[Start of Data to use]

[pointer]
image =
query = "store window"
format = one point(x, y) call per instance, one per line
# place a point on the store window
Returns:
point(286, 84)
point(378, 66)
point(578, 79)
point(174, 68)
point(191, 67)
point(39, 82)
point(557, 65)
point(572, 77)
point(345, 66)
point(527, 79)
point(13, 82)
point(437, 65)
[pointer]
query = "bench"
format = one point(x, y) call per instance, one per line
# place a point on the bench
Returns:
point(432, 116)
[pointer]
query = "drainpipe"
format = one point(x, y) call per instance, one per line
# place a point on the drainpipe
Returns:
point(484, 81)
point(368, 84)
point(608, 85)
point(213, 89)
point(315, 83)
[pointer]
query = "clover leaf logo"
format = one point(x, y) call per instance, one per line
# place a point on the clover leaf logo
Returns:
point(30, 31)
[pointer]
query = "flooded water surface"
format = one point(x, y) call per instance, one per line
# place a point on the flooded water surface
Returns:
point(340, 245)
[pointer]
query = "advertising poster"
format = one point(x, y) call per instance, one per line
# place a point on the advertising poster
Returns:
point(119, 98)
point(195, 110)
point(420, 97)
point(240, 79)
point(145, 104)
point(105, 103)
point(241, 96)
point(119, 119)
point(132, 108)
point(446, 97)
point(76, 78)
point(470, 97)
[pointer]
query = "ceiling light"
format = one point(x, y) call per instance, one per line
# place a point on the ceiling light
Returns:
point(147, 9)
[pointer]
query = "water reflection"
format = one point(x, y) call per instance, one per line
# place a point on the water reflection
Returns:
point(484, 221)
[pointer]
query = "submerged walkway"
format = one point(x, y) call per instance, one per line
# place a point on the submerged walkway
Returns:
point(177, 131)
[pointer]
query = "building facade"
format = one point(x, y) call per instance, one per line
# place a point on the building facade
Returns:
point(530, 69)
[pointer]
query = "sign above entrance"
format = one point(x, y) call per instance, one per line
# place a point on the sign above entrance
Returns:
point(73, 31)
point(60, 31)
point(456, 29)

[End of Data to use]
[Start of Data to use]

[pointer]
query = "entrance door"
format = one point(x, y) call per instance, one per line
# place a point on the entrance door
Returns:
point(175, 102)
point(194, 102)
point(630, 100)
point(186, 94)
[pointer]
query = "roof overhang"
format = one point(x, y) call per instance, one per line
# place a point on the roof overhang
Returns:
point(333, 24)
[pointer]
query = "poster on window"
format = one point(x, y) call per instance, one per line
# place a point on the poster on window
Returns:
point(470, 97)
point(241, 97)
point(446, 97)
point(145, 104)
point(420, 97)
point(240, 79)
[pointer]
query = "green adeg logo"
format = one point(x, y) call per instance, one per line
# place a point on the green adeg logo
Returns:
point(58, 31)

[End of Data to use]

Pick out every line in the entries above that contains the word "door", and copy each one. Case counts.

query = "entrance door"
# place a point on the entrance door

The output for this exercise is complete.